Dê seguimento ao artigo sobre o nheengatu em São Paulo, começando logo depois da última frase.

▸ **Trecho do documento**
==*==

09 de abril de 2012 | 3h 05

José de Souza Martins, de O Estado de S.Paulo

Se não fala, vai ter muita dificuldade para viver em São Paulo,
transitar ou mesmo conversar. Vá que você coma algo que lhe faça mal
às pacueras ou que tenha um parente muquirana que lhe negue uns
trocados quando precise. O que fará você quando alguém lhe disser que
está com dor nos óio, coceira na orêia, brigado com a muié, palavras
portuguesas com pronúncia nheengatu?

Na metrópole, há 34 estações com nome nheengatu, sem contar os nomes
de ruas e os nomes de pessoas, como Iara ou Maíra. Quem não fala
nheengatu nem pode tomar os trens, usar o metrô ou utilizar os ônibus
da cidade. Como vai dizer aqueles nomes, escritos nessa língua, para
comprar um bilhete ou pedir uma informação?

==*==

[Dados de marcação de pontos em fotos]
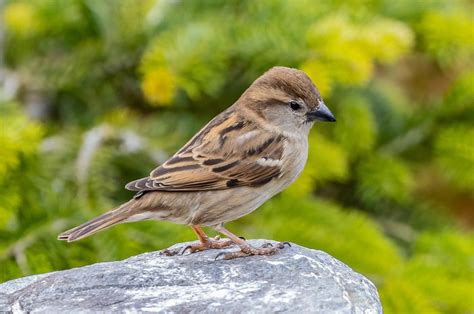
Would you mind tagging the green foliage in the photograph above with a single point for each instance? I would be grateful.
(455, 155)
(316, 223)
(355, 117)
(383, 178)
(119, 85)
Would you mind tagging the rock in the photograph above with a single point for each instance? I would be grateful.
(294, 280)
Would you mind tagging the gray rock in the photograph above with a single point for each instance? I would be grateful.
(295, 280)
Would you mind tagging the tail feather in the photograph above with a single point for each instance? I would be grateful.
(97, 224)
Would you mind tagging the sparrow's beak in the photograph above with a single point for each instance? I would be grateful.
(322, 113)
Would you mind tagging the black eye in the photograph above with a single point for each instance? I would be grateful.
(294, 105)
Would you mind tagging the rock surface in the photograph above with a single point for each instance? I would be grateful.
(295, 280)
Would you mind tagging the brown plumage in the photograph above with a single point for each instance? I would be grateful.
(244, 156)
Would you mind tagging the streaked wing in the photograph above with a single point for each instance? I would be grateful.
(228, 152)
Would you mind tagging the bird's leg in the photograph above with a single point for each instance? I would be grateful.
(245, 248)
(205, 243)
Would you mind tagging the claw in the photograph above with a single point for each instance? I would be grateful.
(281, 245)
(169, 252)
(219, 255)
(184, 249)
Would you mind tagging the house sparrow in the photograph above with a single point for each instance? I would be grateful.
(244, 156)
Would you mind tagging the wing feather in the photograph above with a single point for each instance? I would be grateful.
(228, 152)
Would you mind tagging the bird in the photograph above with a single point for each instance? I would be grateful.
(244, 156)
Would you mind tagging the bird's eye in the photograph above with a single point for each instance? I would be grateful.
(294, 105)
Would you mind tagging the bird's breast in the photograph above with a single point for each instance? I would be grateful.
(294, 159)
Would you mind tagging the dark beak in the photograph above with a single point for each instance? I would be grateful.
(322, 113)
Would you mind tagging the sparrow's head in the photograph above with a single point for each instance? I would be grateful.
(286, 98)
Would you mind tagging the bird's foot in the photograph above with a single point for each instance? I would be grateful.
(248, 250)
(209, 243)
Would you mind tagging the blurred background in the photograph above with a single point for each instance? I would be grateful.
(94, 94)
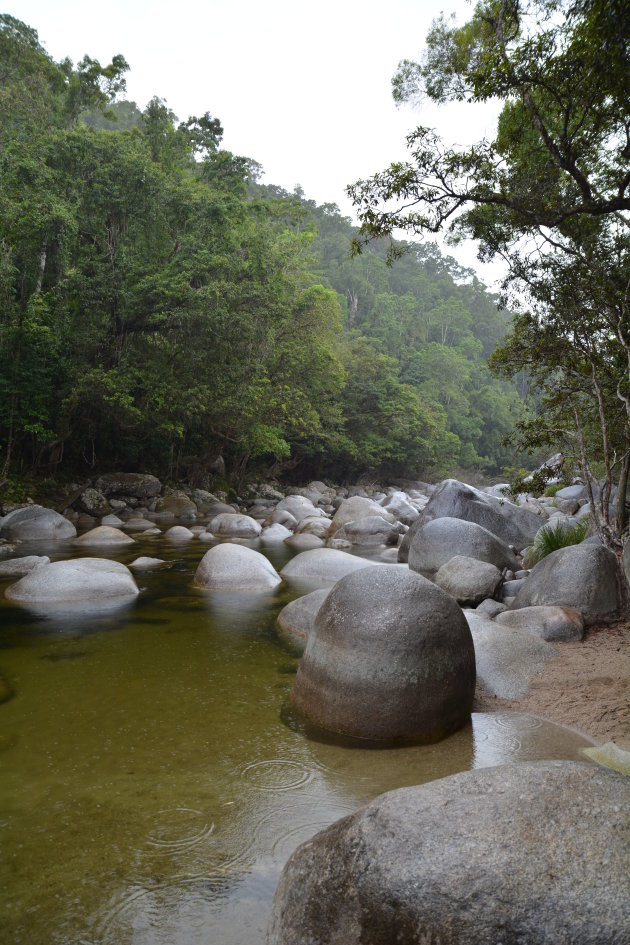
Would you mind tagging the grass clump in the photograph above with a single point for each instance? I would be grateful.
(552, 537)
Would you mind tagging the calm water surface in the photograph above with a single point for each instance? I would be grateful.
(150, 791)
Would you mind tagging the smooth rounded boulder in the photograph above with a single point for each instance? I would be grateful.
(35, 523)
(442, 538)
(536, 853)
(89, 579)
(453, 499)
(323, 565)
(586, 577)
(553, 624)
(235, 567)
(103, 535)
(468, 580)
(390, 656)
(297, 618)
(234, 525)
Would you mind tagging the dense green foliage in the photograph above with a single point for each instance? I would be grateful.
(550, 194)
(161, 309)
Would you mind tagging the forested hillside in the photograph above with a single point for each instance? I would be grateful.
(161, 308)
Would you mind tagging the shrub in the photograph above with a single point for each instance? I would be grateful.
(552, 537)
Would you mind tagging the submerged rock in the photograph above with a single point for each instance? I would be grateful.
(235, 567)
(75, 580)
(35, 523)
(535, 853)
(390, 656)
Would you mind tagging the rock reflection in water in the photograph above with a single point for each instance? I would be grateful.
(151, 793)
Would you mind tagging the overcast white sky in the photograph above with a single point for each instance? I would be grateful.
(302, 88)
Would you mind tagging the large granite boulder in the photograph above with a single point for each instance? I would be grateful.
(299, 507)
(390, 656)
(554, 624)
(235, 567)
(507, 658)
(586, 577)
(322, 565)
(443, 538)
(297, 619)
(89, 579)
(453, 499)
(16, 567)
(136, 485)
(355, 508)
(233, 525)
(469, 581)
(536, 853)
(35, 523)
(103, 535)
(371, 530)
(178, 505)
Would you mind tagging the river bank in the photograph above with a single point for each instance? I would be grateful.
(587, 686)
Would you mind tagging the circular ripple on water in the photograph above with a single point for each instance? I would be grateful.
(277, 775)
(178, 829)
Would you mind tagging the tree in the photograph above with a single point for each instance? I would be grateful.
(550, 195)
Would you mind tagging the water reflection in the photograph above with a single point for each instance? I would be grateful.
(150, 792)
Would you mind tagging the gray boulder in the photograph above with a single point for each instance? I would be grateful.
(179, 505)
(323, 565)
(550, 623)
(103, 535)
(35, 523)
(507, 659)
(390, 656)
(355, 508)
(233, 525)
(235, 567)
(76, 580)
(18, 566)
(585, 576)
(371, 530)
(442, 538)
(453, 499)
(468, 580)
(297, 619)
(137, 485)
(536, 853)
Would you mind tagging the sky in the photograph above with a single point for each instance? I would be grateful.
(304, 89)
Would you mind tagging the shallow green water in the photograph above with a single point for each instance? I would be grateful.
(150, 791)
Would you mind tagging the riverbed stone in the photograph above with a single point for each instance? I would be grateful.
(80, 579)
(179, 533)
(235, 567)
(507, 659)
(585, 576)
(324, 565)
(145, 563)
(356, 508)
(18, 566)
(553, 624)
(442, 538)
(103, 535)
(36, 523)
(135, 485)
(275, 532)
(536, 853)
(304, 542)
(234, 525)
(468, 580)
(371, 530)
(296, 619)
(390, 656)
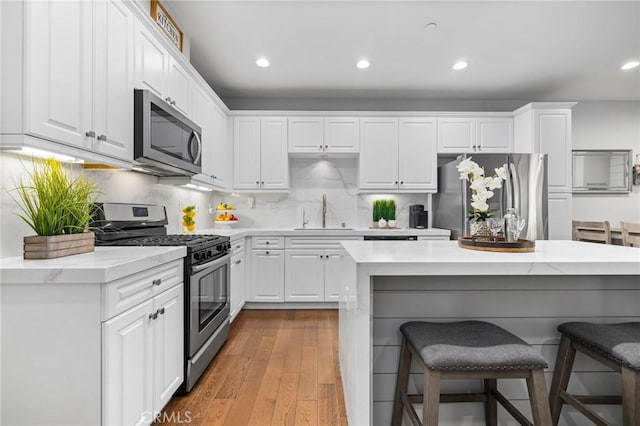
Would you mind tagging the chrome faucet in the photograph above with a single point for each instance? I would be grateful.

==*==

▸ **Em resposta**
Não poderá transitar pela Rua da Tabatinguera, a mais antiga de São
Paulo, de quando a gente de Piratininga fazia fuxico em nheengatu e ia
para a beira do Rio Tamanduateí buscar tabatinga para caiar as casas.
Não poderá cruzar a ponte para ir à Mooca, não por medo dos tamanduás.
Não poderá nem mesmo passear pelo Vale do Anhangabaú, sob o qual passa
o ribeirão em que outrora Anhangá assombrava os índios com seus
malefícios e sua água envenenada, que, mais tarde se descobriu,
continha arsênico. Vade retro! E como morar na Vila Prudente e estudar
na Cidade Universitária, tendo que cruzar a Mooca, o Anhangabaú e o
Butantã? Só falando nheengatu. E menos ainda passar o domingo com a
família no Ibirapuera.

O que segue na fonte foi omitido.